[Start of Data listing]
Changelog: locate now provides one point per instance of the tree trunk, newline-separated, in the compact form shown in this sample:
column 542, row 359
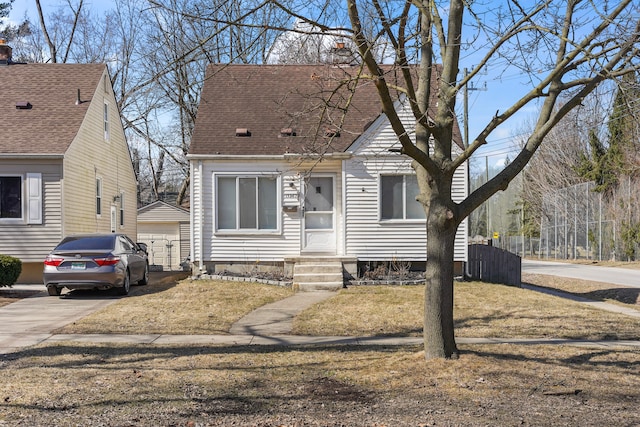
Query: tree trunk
column 438, row 332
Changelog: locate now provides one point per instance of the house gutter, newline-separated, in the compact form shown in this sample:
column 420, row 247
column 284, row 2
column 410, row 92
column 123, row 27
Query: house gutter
column 24, row 156
column 286, row 156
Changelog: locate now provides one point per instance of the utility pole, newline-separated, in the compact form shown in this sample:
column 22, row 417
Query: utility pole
column 466, row 107
column 465, row 124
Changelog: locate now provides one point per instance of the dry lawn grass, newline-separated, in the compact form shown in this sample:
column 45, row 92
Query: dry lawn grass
column 481, row 310
column 188, row 307
column 84, row 384
column 598, row 291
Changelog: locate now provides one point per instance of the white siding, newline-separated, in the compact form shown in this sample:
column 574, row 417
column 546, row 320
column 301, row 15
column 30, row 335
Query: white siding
column 368, row 238
column 32, row 242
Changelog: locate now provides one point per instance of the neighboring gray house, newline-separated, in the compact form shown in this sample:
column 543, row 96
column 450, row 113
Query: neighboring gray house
column 281, row 177
column 165, row 230
column 65, row 166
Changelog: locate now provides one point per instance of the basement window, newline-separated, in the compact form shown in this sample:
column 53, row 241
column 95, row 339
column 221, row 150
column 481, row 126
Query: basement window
column 287, row 132
column 332, row 133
[End of Data listing]
_Exercise goal_.
Copy every line of the records above word for word, and leave the pictures out of your copy.

_Solution to this problem_.
Changelog: locate now provides one point per instance of the tree trunk, newline-separated, in the compact form shown in this sample:
column 542, row 359
Query: tree trunk
column 438, row 332
Changelog: locate now provides one point per instance of the house gutter, newline-separated, in the compact form shown in this sample:
column 420, row 247
column 284, row 2
column 410, row 92
column 123, row 27
Query: house gutter
column 24, row 156
column 286, row 156
Changelog: locate now provides one point per instance of the utility pole, newline-separated, in the compact form shown in this sample:
column 22, row 417
Query: utility pole
column 466, row 107
column 465, row 124
Changelog: locate now provides one point per instance of the dry lawn grass, newline-separated, in the compact form shown in this sample:
column 45, row 92
Query: dry lawn grass
column 481, row 310
column 188, row 307
column 84, row 384
column 598, row 291
Changelog: locate now provides one point per instance of the white siding, newline-separated, in the compact form shown in this sample:
column 574, row 417
column 546, row 320
column 301, row 15
column 30, row 335
Query: white siding
column 368, row 238
column 32, row 242
Changelog: locate now provides one point per instance of the neighboring gray house, newline-separated, in the compact form shown in this sample:
column 543, row 96
column 450, row 113
Query: neighboring gray house
column 281, row 177
column 165, row 230
column 65, row 166
Changelog: locate now provides one point per instance of the basement window, newline-separated, in the compact form shown in this sample:
column 53, row 241
column 95, row 339
column 221, row 150
column 481, row 126
Query: basement window
column 287, row 132
column 332, row 133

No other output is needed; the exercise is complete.